Written instruction:
Convert the lines from the one containing "black denim fabric." through the end of the lines below into a JSON list of strings, one string per line and blank lines omitted. Include only those lines.

Data shown:
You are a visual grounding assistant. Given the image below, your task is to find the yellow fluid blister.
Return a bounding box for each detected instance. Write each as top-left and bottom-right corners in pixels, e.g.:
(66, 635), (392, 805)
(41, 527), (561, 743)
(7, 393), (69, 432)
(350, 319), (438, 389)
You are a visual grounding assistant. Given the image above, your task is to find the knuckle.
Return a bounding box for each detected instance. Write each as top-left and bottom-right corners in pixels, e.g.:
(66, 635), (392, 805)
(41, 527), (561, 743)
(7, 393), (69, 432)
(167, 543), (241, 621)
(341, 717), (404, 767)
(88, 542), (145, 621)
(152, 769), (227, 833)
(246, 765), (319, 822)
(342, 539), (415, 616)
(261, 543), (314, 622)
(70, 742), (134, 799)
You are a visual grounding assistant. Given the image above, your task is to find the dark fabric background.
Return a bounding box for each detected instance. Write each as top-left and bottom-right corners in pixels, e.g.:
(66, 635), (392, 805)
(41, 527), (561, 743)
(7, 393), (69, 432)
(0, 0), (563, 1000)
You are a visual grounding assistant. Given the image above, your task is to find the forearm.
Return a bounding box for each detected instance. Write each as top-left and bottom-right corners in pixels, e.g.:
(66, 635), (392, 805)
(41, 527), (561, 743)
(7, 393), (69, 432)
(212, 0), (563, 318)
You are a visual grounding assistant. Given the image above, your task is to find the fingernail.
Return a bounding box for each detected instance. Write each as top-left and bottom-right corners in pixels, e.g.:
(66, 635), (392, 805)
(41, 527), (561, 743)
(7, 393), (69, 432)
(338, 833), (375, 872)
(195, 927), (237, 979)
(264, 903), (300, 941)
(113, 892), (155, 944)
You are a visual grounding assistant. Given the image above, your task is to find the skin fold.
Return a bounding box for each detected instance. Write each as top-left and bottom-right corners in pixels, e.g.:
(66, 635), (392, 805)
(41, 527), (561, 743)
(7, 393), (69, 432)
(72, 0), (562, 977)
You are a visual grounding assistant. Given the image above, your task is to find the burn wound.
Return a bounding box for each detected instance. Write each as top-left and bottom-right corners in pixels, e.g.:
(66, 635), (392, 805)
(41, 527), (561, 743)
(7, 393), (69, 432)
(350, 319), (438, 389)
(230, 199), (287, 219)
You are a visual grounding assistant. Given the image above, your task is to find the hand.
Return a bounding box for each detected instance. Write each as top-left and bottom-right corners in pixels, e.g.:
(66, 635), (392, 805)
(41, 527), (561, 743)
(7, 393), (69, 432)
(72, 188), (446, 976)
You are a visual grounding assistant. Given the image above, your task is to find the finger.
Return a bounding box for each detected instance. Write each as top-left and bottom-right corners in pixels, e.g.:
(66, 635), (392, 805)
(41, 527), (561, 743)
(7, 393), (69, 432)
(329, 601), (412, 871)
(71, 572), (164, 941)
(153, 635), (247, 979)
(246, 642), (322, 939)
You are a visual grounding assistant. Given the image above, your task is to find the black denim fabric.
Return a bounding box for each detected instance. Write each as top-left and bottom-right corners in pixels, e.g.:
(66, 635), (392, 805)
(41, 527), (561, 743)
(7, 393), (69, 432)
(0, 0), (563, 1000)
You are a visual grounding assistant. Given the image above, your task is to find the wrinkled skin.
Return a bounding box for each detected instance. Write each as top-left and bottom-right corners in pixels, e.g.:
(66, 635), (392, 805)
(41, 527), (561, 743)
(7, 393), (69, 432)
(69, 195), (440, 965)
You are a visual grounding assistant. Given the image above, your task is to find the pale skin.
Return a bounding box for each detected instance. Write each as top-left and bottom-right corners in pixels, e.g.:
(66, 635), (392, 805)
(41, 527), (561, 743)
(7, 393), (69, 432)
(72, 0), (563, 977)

Task output:
[
  "You are a visual grounding assistant. Given the image above, your task is to find the black denim fabric.",
  "Return a bounding box for each detected instance. Write each as top-left and bottom-right corners in pixels, e.g.:",
  "(66, 635), (392, 805)",
  "(41, 527), (561, 743)",
  "(7, 393), (69, 432)",
  "(0, 0), (563, 1000)",
  "You are a visual grounding assistant. Given the image above, your task is to find the wrinkled skin.",
  "Return a bounding box for each detected instance. Write each as top-left and bottom-right corners in pixels, e.g.:",
  "(66, 635), (392, 805)",
  "(41, 527), (561, 743)",
  "(7, 393), (69, 432)",
  "(69, 195), (440, 965)",
  "You are a visual grounding assistant. Given the image above, your task is to find the pale skin.",
  "Return a bounding box for each detected instance. Write each as top-left and bottom-right corners in pixels, e.g.:",
  "(66, 635), (392, 805)",
  "(41, 527), (561, 743)",
  "(7, 393), (69, 432)",
  "(72, 0), (563, 977)"
]